#### Page excerpt:
All of lore.kernel.org
 help / color / mirror / Atom feed
From: Mirko Faina <mroik@delayed.space>
To: "D. Ben Knoble" <ben.knoble@gmail.com>
Cc: git@vger.kernel.org, "Junio C Hamano" <gitster@pobox.com>,
	"Patrick Steinhardt" <ps@pks.im>,
	"Jean-Noël Avila" <jn.avila@free.fr>, "Jeff King" <peff@peff.net>,
	"Mirko Faina" <mroik@delayed.space>
Subject: Re: [PATCH] revision.c: implement --reverse=before for walks
Date: Sun, 19 Apr 2026 22:31:37 +0200	[thread overview]
Message-ID: <aeUqSltEWIWaPDh3@exploit> (raw)
In-Reply-To: <CALnO6CACfSyzyguX4623Dk3y+QEM_Dbmfko8dTyM1p3JxBjZFg@mail.gmail.com>

On Sun, Apr 19, 2026 at 03:12:27PM -0400, D. Ben Knoble wrote:
> On Sun, Apr 19, 2026 at 2:11 PM Mirko Faina <mroik@delayed.space> wrote:
> >
> > On Sun, Apr 19, 2026 at 08:06:24AM -0400, Ben Knoble wrote:
> > > The original handles multiple reverse options inverting each other…
> > >
> > > > +    } else if (starts_with(arg, "--reverse")) {
> > > > +        if (!skip_prefix(arg, "--reverse=", &optarg)) {
> > > > +            if (argc < 2) {
> > > > +                revs->reverse = 1;
> > > > +                return 1;
> > > > +            } else {
> > > > +                optarg = argv[1];
> > > > +            }
> > > > +        }
> > > > +
> > > > +        if (!strcmp(optarg, "after")) {
> > > > +            revs->reverse = 1;
> > > > +        } else if (!strcmp(optarg, "before")) {
> > > > +            revs->reverse = 2;
> > > > +        } else {
> > > > +            revs->reverse = 1;
> > > > +            return 1;
> > > > +        }
> > > > +
> > > > +        return optarg == argv[1] ? 2 : 1;
> > >
> > > …which I don’t see here.
> > >
> > > I’m not familiar with this parsing code though so I can’t add much about the test other than to say it is a bit hard to follow :/
> >
> > Given that it is no longer binary handling multiple reverse can't simply
> > be inverting bits, it wouldn't make sense. This is done before the walk
> > itself, so even from the POV of the user it wouldn't make much sense to
> > reverse multiple times as the order of the applied options before this
> > patch (commit limiting options then reverse) doesn't change.
> >
> > This doesn't break any tests so I assumed it was fine.
> 
> I think I mean that
> 
>     git log --reverse --reverse
> 
> shows commits in the same order as "git log"; what should
> 
>     git log --reverse=after --reverse
> 
> do? Or what about preserving the behavior of the original "git log
> --reverse --reverse," which I don't think is done here?

Yes, this is what I was getting at. Since it is no longer binary what
would a double reverse mean? What if "--reverse=after --reverse=before"?
How should that be handled?

> Granted, I don't see this ability documented, and I cannot tell how
> many may scream if we change this behavior, so it's a bit
> hypothetical. But there is an argument for backward compatibility as a
> default, which I think we'd need to justify changing. Perhaps in the
> proposed log message?
> 
> (The original seems nonsensical to type, but of course you can imagine
> alias.A=log --reverse <other-stuff>, and then sometimes you want to do
> "git A --reverse" to un-reverse the commits.)

Will do in v2.

#### Task instructions:
1. Retype the --reverse patch thread from "Yes, this is" to "proposed log message?".
2. Extend the --reverse patch thread by writing what comes after its last line.
The entries after the --reverse patch thread aren't needed for anything here.

#### Dataset records:

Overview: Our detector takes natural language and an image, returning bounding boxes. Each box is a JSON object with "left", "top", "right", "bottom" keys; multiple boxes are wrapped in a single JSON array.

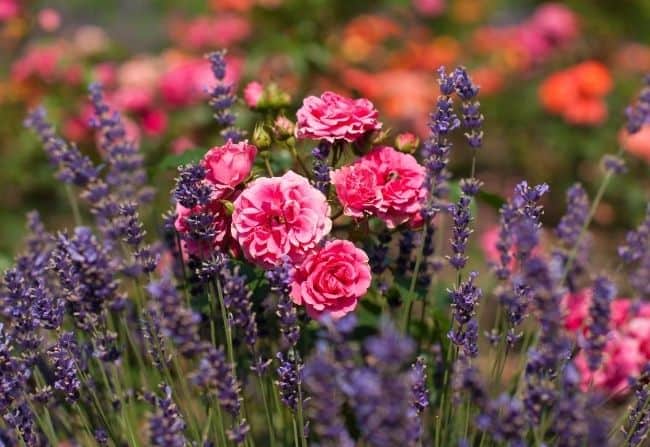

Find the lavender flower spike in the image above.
[
  {"left": 452, "top": 67, "right": 484, "bottom": 150},
  {"left": 585, "top": 276, "right": 616, "bottom": 371},
  {"left": 149, "top": 385, "right": 188, "bottom": 447},
  {"left": 625, "top": 74, "right": 650, "bottom": 134},
  {"left": 207, "top": 51, "right": 244, "bottom": 143}
]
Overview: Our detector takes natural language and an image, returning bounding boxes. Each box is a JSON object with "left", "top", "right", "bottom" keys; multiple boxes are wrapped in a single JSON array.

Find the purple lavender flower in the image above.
[
  {"left": 523, "top": 256, "right": 571, "bottom": 423},
  {"left": 451, "top": 67, "right": 484, "bottom": 150},
  {"left": 551, "top": 362, "right": 588, "bottom": 447},
  {"left": 623, "top": 364, "right": 650, "bottom": 447},
  {"left": 476, "top": 394, "right": 528, "bottom": 447},
  {"left": 302, "top": 344, "right": 354, "bottom": 447},
  {"left": 88, "top": 83, "right": 153, "bottom": 203},
  {"left": 618, "top": 203, "right": 650, "bottom": 299},
  {"left": 411, "top": 357, "right": 429, "bottom": 414},
  {"left": 172, "top": 164, "right": 213, "bottom": 208},
  {"left": 192, "top": 346, "right": 247, "bottom": 441},
  {"left": 552, "top": 183, "right": 591, "bottom": 292},
  {"left": 207, "top": 50, "right": 244, "bottom": 143},
  {"left": 311, "top": 141, "right": 331, "bottom": 194},
  {"left": 276, "top": 352, "right": 302, "bottom": 412},
  {"left": 53, "top": 227, "right": 125, "bottom": 328},
  {"left": 585, "top": 276, "right": 616, "bottom": 371},
  {"left": 0, "top": 323, "right": 29, "bottom": 415},
  {"left": 625, "top": 75, "right": 650, "bottom": 134},
  {"left": 4, "top": 401, "right": 43, "bottom": 447},
  {"left": 343, "top": 321, "right": 421, "bottom": 447},
  {"left": 555, "top": 183, "right": 589, "bottom": 249},
  {"left": 147, "top": 278, "right": 201, "bottom": 356},
  {"left": 47, "top": 332, "right": 81, "bottom": 403},
  {"left": 451, "top": 355, "right": 487, "bottom": 408},
  {"left": 601, "top": 154, "right": 627, "bottom": 175},
  {"left": 266, "top": 262, "right": 300, "bottom": 348},
  {"left": 447, "top": 195, "right": 472, "bottom": 270},
  {"left": 221, "top": 262, "right": 257, "bottom": 352},
  {"left": 366, "top": 230, "right": 393, "bottom": 275},
  {"left": 25, "top": 107, "right": 99, "bottom": 187},
  {"left": 149, "top": 385, "right": 188, "bottom": 447},
  {"left": 447, "top": 272, "right": 483, "bottom": 357},
  {"left": 2, "top": 267, "right": 42, "bottom": 363},
  {"left": 421, "top": 67, "right": 460, "bottom": 206},
  {"left": 395, "top": 230, "right": 415, "bottom": 277}
]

#### Expected results:
1.
Yes, this is what I was getting at. Since it is no longer binary what
would a double reverse mean? What if "--reverse=after --reverse=before"?
How should that be handled?

> Granted, I don't see this ability documented, and I cannot tell how
> many may scream if we change this behavior, so it's a bit
> hypothetical. But there is an argument for backward compatibility as a
> default, which I think we'd need to justify changing. Perhaps in the
> proposed log message?

2.
> > > I haven’t looked, but it would be nice if we could use an enum instead. Unfortunately that would probably take up more space in the struct, and I suppose the bit-packing is done intentionally for performance.
> >
> > Could define new macros so that the readers don't have to mentally keep
> > track of which value rapresents what. I didn't think that was
> > necessary, should I change it?
> 
> Yeah, a few `#define`d constants would make things more readable to
> me, at least, since we can't use the enum without space concerns
> (unless there's a way to bit-pack the enum to only 2 bits?).

Will do in v2.

> > > >    if (revs->reverse_output_stage) {
> > > > +        if (revs->reverse == 2 && revs->max_count == 0)
> > > > +            return NULL;
> > > > +
> 
> PS: something I spotted on a second read. [Ignoring reverse=after
> mode] This hunk looks to me like a nice little optimization (return
> nothing if we know max_count says we yield no commits). Of course, I
> could see that being viable early in the function, right? When asking
> get_revision for commits, if max_count is 0, just return NULL.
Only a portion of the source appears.